__Text shown__.
--- START ---

These are the “normal” phenology events we expect to see here and in the Madison area this month. We would love to hear about what you are seeing on the grounds of Holy Wisdom Monastery. Please comment on this post with what you are observing, where at Holy Wisdom and the date you observed the event.

July Phenology

The following July events are from observations I have recorded over the years:

  • Usually the warmest and sunniest month of the year
  • By the end of July, days are a half hour shorter
  • Nesting season is over for most species
  • Fall shorebird migration is underway
  • Annual Audubon butterfly count
  • Increase in insect life
  • Flowers bloom profusely
  • Fruits ripen

Birds

  • Goldfinch and cedar waxwing start nesting
  • Most birds have raised young, sing less and start to molt
  • Some species have second broods and continue to sing (robin, cardinal, bluebird, song sparrow and others)
  • Listen for parental calls, scolds and begging and calls of young (chickadee, tufted titmouse, robin, oriole, bluebird, rose-breasted grosbeak, house and sedge wren)
  • Bird songs are more quiet in July though several species continue to sing (especially in early morn): wood pewee, house wren, goldfinch, wood thrush, red-eyed vireo, indigo bunting, song sparrow, field sparrow, sedge wren, robin, and cardinal
  • Young, barred, great horned and screech owls continue to beg and are now able to fly
  • Red-breasted nuthatch usually show up in my yard for several days in July, then leave
  • Tree swallows flock
  • Fall shorebird migration is underway by mid-July. Look for short-billed dowitcher, stilt, solitary and least sandpiper, semi-palmated plover, yellowlegs, phalarope and others.

Mammals

  • Young are active (raccoon, rabbit, chipmunk, flying and gray squirrel, opossum, fox, coyote, woodchuck)

--- END ---

__Instructions__.
a) In the July phenology list, by how much are days shorter by the end of July?
b) For each statement, answer yes or no to whether it agrees with the July phenology list, and quote the words from the list that decide it.
(i) Goldfinches and cedar waxwings begin nesting in July.
(ii) Fall shorebird migration does not begin until late summer's final weeks in August.
(iii) The red-breasted nuthatch stays in the writer's yard for the whole of July.
c) Carry on the July phenology list about the Holy Wisdom Monastery grounds, picking up after its final line about young mammals.

__Stored data__.
--- START ---

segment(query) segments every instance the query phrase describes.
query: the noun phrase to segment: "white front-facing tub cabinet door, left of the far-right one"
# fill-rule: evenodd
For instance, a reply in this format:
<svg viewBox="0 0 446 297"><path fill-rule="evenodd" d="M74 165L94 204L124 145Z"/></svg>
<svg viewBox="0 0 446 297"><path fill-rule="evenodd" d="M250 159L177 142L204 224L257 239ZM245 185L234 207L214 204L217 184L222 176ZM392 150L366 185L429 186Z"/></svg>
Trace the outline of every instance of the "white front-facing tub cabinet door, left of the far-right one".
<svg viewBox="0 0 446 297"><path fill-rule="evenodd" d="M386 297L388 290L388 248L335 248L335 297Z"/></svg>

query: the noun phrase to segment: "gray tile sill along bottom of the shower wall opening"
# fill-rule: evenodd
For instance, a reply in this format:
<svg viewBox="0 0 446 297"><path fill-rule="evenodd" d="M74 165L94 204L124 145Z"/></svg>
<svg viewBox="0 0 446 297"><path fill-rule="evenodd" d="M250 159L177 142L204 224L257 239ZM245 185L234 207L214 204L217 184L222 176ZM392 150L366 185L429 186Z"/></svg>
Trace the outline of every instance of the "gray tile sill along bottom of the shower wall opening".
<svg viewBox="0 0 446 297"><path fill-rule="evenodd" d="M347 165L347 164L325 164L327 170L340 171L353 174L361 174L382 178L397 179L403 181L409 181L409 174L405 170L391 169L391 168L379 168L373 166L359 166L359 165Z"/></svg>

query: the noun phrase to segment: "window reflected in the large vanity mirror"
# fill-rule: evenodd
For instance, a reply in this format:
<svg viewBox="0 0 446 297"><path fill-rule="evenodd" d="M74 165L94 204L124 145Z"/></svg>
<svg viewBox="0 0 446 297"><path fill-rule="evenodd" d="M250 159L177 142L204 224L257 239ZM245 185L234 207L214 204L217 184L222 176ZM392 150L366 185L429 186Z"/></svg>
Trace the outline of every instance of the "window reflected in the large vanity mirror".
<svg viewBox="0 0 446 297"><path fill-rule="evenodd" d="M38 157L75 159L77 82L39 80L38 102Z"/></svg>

--- END ---
--- START ---

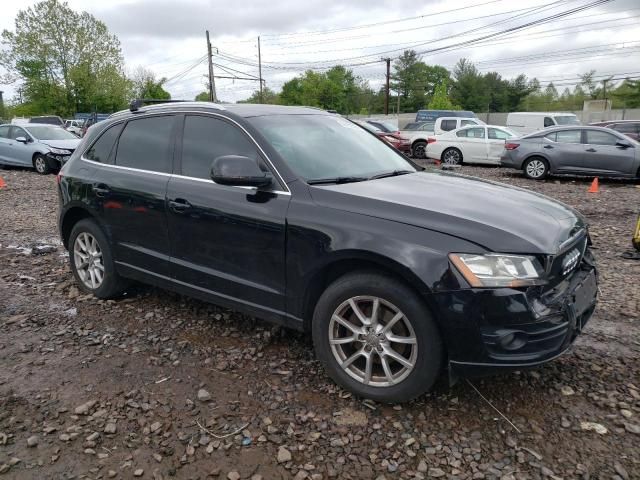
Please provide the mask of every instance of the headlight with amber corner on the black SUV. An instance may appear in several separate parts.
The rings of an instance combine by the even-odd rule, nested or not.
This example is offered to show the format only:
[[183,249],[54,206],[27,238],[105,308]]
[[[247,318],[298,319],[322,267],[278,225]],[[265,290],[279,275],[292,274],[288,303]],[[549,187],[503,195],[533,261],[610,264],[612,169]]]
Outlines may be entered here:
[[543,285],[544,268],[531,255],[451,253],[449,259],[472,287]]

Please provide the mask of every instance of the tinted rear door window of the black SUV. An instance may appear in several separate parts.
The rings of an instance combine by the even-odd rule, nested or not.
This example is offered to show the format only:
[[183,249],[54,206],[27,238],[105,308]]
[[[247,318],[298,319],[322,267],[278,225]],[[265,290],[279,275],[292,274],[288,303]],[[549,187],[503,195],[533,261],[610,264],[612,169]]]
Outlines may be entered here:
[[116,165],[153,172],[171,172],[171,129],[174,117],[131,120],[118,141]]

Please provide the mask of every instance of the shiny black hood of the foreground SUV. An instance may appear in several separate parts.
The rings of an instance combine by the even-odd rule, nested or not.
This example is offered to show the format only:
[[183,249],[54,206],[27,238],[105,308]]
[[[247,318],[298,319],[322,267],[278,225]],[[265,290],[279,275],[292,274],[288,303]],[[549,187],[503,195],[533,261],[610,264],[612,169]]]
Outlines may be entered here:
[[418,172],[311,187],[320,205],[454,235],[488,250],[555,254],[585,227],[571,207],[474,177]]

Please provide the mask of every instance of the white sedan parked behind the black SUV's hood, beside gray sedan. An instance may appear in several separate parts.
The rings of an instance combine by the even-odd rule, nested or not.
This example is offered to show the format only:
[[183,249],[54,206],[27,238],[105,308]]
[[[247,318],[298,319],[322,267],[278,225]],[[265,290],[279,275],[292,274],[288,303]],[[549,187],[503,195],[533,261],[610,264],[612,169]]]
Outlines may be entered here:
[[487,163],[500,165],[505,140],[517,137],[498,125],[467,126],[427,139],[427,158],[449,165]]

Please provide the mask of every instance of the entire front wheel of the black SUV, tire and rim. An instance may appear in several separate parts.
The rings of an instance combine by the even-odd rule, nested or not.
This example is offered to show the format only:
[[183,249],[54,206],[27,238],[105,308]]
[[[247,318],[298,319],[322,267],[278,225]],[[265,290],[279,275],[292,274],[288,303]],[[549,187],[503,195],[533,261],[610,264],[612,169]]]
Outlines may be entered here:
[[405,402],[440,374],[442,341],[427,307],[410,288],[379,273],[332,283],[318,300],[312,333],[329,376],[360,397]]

--- END ---
--- START ---

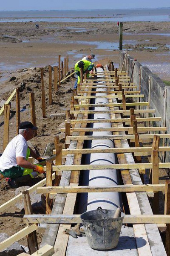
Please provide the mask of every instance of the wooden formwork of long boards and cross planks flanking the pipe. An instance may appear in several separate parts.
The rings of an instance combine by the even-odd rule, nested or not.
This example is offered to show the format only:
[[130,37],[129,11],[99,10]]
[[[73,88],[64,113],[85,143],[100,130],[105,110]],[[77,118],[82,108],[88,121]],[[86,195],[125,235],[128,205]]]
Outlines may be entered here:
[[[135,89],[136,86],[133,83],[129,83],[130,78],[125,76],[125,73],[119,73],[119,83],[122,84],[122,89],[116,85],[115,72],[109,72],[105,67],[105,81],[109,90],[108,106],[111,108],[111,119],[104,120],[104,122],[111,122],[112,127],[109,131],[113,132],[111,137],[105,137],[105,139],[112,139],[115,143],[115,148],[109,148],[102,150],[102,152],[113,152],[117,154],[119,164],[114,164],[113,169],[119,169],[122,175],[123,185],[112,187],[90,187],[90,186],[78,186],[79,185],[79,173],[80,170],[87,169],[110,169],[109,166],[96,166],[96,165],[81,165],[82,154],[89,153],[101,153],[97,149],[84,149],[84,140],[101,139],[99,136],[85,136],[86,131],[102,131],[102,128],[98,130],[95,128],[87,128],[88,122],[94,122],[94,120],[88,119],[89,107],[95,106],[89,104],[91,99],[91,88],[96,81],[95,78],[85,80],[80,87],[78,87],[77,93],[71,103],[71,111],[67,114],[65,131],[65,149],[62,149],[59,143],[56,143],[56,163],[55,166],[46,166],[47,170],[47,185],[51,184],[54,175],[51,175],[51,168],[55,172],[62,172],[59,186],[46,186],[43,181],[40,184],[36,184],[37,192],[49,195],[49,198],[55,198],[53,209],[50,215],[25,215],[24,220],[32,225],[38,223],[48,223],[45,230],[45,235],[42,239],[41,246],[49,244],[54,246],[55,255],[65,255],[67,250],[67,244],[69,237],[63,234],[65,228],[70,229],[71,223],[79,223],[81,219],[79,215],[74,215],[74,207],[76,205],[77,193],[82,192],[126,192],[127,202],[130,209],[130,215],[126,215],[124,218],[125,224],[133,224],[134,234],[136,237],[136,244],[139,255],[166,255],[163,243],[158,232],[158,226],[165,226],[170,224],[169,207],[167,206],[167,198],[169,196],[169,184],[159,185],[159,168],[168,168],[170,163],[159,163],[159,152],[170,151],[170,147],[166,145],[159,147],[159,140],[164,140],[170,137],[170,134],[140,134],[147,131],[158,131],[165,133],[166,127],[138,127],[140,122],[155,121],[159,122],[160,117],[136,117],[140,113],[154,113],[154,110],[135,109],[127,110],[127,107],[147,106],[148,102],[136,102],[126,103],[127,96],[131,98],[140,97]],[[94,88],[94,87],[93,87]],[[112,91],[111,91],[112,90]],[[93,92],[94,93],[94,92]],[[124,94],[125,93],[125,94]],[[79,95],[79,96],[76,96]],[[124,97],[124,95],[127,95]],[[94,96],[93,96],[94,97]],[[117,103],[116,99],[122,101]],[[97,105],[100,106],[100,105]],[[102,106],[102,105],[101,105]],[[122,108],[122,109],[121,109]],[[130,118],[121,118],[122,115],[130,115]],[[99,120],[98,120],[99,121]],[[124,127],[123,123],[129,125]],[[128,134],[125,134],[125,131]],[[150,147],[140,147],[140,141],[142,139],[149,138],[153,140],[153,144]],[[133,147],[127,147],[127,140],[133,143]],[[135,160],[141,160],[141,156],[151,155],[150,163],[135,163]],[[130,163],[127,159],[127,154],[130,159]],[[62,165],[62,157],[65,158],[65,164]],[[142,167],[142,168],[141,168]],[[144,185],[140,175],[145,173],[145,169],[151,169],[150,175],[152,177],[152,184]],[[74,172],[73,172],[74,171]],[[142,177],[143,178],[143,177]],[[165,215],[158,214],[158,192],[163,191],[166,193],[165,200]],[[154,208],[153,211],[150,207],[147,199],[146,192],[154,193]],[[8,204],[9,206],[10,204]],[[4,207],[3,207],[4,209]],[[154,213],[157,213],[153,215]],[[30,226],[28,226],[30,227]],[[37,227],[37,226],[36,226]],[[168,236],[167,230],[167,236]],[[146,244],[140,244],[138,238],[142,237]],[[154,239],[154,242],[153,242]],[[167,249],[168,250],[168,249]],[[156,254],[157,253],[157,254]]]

--- END ---

__Answers below__.
a) A half hour.

b)
(i) Yes: "Goldfinch and cedar waxwing start nesting"
(ii) No: "Fall shorebird migration is underway by mid-July."
(iii) No: "Red-breasted nuthatch usually show up in my yard for several days in July, then leave"

c)
  • Spotted fawns follow their mothers
  • Deer antlers are in the pulpy velvet stage
  • Mole activity increases
  • Sadly, only a few bats are seen now due to white-nose syndrome, a fungus that has killed millions of North American bats

Insects

  • Annual Madison butterfly count held around July 4
  • July is the flight period for over 30 species of butterflies and skippers (monarch, common wood nymph, Eastern tiger and black swallowtail, three fritillary species, four or more hairstreak species, red-spotted purple, viceroy, spring azure, Eastern-tailed blue, pearl crescent, red admiral, American painted lady, clouded sulphur, alfalfa, cabbage white, silver spotted skipper and serval other skipper species)
  • Moths are active also (geometer, sphinx, tiger, underwing, etc). My favorites are Virginia ctenucha, grape leaf folder, Isabella moth (woolly bear), and white-striped black (found near and on jewelweed)
  • Look for the beautiful iridescent native dogbane beetle on spreading dogbane and Indian hemp
  • Iridescent non-native Japanese beetles are numerous this month and feed heavily, destroying flowers and leaves
  • Look for the beautiful golden tortoise beetle on plants in the morning glory family. They can change from gold to orange and non-metallic.
  • Abundance of ladybugs and aphids
  • Listen for rhythmic chants, trills, chirps and tics of katydids, grasshoppers and crickets. Bees buzz and hum and cicadas make loud pulsating buzzing sounds. (Favorite insect musicians are the snowy tree and black-horned tree crickets)
  • Dragonflies and damselflies are very active. (A favorite damselfly is the ebony jewelwing)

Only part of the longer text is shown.